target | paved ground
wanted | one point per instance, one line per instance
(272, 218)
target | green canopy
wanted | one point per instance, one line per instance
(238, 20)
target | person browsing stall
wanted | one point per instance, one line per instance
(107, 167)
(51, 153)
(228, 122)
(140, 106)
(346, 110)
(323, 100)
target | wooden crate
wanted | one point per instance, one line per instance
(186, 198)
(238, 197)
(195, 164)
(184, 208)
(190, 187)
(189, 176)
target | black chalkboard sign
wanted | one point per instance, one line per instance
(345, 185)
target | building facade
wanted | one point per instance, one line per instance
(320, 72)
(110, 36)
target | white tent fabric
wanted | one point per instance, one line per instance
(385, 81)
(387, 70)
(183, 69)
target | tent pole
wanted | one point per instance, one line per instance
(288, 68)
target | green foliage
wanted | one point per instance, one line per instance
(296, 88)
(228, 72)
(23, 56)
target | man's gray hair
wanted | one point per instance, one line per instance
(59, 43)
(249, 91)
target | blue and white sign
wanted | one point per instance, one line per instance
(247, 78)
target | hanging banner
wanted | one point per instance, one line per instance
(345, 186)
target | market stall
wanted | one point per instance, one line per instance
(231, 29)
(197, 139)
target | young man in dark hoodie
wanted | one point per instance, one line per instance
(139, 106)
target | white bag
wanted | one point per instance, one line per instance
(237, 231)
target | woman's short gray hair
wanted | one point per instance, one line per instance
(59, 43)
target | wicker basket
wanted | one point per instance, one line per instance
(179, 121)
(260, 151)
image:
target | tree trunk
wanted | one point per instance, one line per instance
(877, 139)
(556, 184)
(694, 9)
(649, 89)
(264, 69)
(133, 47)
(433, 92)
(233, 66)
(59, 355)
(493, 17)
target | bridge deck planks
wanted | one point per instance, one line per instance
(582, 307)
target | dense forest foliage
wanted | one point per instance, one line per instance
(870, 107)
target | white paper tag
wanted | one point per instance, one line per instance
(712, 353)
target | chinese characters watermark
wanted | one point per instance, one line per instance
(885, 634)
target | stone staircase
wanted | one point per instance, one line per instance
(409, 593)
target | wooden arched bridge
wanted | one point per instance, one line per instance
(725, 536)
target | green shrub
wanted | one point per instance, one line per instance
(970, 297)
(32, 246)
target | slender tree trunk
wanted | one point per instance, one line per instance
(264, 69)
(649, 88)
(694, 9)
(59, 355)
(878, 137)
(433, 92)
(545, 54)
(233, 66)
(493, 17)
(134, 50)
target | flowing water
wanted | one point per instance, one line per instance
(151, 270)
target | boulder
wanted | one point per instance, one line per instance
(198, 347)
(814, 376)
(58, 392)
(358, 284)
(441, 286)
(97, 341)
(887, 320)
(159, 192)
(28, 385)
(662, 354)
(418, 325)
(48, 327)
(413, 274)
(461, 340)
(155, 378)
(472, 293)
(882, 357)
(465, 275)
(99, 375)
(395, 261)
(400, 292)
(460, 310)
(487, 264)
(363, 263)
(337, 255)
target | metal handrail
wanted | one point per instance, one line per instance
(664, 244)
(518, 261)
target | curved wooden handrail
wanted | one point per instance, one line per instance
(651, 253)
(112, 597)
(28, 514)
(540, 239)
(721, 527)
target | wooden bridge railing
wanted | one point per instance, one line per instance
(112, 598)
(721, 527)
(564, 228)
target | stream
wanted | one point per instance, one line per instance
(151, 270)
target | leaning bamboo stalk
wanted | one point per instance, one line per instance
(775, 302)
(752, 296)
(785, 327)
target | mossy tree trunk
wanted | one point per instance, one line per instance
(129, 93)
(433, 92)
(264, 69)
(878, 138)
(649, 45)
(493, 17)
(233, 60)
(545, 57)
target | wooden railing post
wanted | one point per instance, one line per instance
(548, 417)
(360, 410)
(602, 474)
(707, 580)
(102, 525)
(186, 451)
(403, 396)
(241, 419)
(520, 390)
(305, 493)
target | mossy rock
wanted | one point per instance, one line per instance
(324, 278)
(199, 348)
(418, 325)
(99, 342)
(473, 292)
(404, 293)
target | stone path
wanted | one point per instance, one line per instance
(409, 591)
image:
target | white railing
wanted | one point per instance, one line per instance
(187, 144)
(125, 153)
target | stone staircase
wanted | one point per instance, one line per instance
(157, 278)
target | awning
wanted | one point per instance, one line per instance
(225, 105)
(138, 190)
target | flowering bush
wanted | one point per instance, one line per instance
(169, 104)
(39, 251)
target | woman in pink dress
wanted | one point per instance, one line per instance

++++

§ The task
Check each line of the material for "stall" and report how many have it. Add no other words.

§ Result for this task
2